- YOUR OBJECTIVE -
Set down the listing below word for word, beginning with its first line and stopping after the line that contains "positive clicks: (163, 290)".

--

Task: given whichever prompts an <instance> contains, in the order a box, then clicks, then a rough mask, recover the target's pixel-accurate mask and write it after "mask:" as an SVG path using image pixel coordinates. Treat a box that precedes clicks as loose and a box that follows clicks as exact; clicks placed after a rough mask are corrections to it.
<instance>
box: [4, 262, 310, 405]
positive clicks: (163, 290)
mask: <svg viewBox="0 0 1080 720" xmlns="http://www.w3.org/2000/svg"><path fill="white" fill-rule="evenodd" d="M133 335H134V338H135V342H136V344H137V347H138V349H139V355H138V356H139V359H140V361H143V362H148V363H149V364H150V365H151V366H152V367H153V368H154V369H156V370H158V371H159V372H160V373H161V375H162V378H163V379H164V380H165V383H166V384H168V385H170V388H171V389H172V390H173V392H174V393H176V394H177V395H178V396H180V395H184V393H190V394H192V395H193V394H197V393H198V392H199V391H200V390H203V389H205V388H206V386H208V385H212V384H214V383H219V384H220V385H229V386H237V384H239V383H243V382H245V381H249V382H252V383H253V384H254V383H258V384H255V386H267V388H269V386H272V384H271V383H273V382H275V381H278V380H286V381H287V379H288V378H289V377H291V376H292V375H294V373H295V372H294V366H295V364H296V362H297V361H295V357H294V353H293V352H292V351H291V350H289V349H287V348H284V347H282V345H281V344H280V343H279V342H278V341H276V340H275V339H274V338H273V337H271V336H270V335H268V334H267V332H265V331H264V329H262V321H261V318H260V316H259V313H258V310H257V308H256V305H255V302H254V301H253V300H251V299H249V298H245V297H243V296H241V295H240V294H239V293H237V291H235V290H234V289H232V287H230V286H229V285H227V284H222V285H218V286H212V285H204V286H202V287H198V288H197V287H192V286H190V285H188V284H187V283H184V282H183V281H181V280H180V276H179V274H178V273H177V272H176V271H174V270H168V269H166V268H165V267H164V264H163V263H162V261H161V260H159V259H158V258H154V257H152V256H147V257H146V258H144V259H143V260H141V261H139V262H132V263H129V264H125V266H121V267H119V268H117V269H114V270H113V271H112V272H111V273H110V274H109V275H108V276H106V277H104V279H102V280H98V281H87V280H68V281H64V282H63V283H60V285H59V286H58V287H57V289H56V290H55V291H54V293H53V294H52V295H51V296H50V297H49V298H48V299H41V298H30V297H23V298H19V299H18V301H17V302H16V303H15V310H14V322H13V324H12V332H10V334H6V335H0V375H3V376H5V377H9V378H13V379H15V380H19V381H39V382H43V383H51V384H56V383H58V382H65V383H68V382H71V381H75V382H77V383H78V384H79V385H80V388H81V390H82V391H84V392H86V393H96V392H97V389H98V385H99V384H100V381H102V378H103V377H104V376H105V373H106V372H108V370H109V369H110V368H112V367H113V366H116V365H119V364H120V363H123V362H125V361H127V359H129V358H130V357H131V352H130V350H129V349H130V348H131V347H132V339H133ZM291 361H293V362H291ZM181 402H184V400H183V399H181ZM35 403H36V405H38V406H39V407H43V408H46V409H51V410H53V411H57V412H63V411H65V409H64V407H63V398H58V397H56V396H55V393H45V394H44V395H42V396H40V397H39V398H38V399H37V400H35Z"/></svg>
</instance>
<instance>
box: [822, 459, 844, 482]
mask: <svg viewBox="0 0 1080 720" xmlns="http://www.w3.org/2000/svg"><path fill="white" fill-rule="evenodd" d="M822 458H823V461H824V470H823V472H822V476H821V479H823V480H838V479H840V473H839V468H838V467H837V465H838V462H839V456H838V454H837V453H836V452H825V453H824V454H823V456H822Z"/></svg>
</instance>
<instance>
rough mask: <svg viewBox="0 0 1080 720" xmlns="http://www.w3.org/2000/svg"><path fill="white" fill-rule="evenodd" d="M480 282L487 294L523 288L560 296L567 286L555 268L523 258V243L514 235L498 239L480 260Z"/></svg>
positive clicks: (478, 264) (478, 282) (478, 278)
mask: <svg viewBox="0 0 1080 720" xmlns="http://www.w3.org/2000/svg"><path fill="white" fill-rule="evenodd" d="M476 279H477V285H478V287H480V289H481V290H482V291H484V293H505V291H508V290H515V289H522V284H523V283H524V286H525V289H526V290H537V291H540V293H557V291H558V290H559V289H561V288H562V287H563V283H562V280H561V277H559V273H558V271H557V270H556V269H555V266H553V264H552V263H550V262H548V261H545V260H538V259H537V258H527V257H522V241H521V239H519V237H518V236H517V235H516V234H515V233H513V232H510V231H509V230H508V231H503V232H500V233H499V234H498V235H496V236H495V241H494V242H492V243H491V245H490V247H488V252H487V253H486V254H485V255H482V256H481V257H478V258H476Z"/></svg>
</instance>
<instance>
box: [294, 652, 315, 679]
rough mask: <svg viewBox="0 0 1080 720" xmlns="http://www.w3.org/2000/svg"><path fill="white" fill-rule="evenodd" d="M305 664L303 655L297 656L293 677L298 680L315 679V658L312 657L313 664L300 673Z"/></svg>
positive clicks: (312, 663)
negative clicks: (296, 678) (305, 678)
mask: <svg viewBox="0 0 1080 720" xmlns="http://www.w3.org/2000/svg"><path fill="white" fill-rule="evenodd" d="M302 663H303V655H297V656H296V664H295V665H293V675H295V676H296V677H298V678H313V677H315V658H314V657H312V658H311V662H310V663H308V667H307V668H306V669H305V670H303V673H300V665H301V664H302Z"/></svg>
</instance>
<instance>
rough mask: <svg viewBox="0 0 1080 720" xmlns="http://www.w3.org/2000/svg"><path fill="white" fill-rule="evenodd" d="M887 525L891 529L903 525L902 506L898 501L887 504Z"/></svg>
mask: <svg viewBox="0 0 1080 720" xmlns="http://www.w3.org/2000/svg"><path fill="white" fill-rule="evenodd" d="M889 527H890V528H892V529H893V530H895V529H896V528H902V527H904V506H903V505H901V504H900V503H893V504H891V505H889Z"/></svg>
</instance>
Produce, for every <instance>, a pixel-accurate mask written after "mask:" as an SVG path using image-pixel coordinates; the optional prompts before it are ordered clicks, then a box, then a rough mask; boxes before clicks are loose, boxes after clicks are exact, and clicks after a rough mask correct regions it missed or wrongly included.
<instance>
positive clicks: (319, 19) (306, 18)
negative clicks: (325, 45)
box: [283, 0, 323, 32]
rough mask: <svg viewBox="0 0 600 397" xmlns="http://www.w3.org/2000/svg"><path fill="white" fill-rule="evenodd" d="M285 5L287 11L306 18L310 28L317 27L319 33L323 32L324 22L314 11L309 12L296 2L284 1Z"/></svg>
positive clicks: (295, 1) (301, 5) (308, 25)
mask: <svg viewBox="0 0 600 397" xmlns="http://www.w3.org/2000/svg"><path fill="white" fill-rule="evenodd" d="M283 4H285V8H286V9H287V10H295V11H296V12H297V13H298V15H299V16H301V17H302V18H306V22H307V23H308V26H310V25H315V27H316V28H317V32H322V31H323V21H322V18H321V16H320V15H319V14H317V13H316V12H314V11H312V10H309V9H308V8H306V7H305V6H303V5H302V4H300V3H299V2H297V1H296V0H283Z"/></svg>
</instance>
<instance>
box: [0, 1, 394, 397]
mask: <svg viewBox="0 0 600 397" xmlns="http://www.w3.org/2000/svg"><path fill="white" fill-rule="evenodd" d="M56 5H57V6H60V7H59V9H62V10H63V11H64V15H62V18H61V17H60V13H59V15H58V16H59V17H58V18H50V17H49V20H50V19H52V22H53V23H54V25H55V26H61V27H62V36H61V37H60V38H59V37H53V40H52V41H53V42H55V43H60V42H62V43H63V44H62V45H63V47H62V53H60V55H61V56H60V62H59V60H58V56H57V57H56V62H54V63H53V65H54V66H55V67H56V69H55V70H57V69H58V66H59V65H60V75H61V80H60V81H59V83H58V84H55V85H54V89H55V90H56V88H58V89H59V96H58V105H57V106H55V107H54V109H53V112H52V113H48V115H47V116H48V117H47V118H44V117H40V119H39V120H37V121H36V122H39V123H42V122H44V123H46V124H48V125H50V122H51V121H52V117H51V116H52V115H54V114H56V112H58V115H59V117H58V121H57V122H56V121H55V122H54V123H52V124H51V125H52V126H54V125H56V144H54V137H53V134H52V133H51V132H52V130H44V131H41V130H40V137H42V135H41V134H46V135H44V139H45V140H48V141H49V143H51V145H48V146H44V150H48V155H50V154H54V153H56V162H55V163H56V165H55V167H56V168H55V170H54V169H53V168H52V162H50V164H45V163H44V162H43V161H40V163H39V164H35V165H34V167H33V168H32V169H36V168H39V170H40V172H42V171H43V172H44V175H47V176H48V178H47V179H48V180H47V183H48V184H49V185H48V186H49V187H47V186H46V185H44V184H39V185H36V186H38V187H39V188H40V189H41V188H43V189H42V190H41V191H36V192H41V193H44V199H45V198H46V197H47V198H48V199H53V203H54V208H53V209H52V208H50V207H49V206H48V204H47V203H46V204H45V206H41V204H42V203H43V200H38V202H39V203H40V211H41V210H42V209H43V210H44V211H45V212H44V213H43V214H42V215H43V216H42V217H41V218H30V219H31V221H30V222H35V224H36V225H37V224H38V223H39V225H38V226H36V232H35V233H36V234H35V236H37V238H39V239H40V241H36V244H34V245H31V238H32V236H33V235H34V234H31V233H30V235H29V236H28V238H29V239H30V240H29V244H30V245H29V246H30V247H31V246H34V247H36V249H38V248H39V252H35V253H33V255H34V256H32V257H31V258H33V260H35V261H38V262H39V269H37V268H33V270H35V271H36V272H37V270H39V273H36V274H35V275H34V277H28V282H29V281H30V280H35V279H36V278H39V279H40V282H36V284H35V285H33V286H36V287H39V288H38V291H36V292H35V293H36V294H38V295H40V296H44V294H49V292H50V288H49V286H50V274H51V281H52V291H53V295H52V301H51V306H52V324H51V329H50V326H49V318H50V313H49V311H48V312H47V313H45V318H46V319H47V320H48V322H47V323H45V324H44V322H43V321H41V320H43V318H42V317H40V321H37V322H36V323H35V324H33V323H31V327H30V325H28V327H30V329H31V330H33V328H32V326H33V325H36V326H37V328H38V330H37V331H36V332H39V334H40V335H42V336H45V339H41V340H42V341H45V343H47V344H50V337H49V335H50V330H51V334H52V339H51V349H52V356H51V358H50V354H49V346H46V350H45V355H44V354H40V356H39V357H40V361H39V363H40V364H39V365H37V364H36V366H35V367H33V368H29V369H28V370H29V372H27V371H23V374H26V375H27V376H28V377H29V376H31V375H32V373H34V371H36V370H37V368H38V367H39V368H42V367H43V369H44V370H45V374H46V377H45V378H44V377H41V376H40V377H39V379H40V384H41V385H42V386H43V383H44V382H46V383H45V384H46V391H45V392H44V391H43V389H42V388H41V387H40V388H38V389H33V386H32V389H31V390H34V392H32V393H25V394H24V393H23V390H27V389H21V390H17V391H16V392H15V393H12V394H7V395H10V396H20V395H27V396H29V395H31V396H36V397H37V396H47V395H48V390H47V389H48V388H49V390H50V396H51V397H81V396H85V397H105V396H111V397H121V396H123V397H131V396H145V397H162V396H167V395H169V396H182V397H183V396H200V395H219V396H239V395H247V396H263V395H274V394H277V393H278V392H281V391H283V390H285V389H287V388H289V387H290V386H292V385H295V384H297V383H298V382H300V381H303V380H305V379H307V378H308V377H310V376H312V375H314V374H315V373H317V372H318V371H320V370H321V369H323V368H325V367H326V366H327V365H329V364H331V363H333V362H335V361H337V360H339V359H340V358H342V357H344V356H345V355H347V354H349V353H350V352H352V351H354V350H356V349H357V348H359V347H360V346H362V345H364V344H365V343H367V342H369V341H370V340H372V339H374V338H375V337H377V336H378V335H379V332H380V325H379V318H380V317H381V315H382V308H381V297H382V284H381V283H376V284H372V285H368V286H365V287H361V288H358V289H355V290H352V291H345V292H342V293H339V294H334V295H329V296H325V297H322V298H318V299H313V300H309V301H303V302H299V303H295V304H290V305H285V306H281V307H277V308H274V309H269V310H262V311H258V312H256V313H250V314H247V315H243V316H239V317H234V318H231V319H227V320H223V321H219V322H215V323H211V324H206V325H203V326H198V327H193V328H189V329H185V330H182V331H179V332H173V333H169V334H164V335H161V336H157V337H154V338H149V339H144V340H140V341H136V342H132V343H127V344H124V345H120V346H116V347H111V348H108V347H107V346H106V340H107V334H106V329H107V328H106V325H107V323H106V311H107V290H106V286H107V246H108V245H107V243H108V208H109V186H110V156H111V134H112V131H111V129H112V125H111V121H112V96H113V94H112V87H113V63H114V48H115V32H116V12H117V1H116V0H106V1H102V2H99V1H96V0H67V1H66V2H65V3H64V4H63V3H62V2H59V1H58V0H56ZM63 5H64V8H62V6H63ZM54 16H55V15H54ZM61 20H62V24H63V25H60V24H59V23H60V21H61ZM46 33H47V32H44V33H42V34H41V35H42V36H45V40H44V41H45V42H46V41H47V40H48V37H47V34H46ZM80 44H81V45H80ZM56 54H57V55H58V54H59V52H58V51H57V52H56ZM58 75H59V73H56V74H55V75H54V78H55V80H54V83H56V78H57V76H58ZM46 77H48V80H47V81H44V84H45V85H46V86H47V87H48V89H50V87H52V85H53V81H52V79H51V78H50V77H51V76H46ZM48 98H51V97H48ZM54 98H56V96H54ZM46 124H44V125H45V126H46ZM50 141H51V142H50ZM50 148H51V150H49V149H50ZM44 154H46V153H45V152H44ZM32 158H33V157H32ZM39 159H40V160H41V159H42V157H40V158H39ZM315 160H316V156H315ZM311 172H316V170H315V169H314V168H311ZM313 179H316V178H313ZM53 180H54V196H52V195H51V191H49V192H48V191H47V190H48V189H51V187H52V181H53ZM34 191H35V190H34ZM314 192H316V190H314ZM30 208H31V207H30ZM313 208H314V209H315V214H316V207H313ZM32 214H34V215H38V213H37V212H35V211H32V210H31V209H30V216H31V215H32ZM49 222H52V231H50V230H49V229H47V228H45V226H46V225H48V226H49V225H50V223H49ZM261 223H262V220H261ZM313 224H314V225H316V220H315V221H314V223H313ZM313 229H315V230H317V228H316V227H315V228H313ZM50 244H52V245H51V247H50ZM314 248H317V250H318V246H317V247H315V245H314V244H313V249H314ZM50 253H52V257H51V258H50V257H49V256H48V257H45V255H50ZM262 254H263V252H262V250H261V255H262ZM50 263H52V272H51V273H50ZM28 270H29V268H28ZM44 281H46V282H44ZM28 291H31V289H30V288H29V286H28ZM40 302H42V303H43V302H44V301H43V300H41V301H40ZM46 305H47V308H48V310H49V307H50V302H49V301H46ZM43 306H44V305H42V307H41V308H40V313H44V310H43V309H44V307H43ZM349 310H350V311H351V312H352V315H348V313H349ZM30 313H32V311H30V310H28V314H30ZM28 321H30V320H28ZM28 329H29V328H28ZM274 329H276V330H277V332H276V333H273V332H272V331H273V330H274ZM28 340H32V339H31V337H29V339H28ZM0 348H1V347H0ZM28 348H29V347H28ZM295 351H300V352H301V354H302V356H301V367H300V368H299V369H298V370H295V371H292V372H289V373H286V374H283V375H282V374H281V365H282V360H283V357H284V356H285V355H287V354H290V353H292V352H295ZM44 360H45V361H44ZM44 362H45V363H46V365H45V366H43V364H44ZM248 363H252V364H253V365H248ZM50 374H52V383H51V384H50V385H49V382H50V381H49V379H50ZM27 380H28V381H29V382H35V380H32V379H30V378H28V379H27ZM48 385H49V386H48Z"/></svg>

--

- OUTPUT OF THE EXERCISE -
Task: given whichever prompts an <instance> contains, in the order a box, then clicks, then a rough mask, recover the target's pixel-accurate mask and write it after "mask:" as an SVG path using image pixel coordinates. Treat a box that precedes clicks as loose and a box that follows clicks as exact; clicks placed after a rough mask are corrections to it.
<instance>
box: [4, 262, 310, 405]
positive clicks: (163, 290)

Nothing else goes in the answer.